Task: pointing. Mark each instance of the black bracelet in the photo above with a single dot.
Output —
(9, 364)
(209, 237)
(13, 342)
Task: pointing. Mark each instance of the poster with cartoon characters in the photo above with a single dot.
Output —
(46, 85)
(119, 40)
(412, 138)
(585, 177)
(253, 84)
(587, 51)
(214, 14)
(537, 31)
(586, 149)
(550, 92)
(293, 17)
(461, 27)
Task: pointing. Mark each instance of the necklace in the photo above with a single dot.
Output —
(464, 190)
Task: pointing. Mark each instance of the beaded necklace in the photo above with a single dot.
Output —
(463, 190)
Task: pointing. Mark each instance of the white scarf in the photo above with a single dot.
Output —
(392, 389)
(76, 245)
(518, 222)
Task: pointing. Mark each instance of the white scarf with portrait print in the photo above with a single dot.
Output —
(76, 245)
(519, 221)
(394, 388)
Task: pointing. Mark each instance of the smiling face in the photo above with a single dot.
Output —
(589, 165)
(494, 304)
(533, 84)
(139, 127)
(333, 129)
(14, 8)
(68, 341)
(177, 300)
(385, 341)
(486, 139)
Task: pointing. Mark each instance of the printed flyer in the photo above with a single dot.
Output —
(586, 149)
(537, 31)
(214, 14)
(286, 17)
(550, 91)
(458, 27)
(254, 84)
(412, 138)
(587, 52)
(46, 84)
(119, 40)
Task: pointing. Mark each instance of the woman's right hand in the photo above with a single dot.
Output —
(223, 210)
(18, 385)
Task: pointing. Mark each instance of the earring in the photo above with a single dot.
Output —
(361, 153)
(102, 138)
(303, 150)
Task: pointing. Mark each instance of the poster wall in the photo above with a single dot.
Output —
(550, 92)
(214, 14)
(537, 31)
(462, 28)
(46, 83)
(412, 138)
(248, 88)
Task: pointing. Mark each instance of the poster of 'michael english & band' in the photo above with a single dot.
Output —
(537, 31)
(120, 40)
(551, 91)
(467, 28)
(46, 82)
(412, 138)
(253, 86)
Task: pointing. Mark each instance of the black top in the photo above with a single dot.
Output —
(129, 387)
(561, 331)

→ **Exercise requirements**
Verbatim reproduction of the entries is required.

→ **Reply**
Task: pointing. Mark each instance of the black bracelet in the photo above with a single dot.
Output —
(9, 364)
(209, 237)
(13, 342)
Task: pointing. Mark each instance of the poster with cartoon characters in the photo above with a single dot.
Output —
(46, 85)
(119, 40)
(412, 138)
(585, 177)
(253, 84)
(587, 51)
(214, 14)
(537, 31)
(586, 149)
(550, 92)
(293, 17)
(461, 27)
Task: pointing. Mark each instance of the necklace in the photo above with a single dot.
Output —
(464, 190)
Task: pointing. Mark each instance of the beaded necklace in the photo above with a single dot.
Output —
(463, 190)
Task: pointing. Mark each instance of the white scarf in the photo above with a single dot.
Output —
(392, 389)
(76, 245)
(518, 222)
Task: pointing. Mark each instance of the white scarf with portrait print in the photo above with a single dot.
Output —
(76, 245)
(519, 221)
(394, 388)
Task: pointing. Mark each instance of the smiling face in the photo above with a single dot.
Output —
(589, 165)
(494, 304)
(533, 84)
(139, 127)
(333, 129)
(14, 8)
(68, 341)
(177, 300)
(385, 341)
(486, 139)
Task: pointing. Mark each instance of the printed flyer in the photo above with a single dot.
Output —
(586, 149)
(537, 31)
(214, 14)
(286, 17)
(550, 91)
(458, 27)
(254, 84)
(412, 138)
(587, 52)
(46, 84)
(119, 40)
Task: pointing. Mark each instance of the woman's right hand in the photo above with a single dot.
Output —
(223, 210)
(18, 385)
Task: pointing. Mark each instance of the earring in the photo above with a single dot.
Output —
(361, 153)
(102, 138)
(303, 150)
Task: pointing. Mark each instance of the poster wall in the photo above with a single dot.
Output —
(550, 92)
(214, 14)
(537, 31)
(462, 28)
(46, 83)
(412, 138)
(248, 88)
Task: pointing. Mark each instance of the poster of 'michael english & band' in the photo above with a single dot.
Output —
(537, 31)
(120, 40)
(551, 91)
(467, 28)
(46, 82)
(412, 138)
(253, 86)
Task: pointing. Mark each instance of the black top in the photo above with a single dot.
Output —
(129, 387)
(561, 331)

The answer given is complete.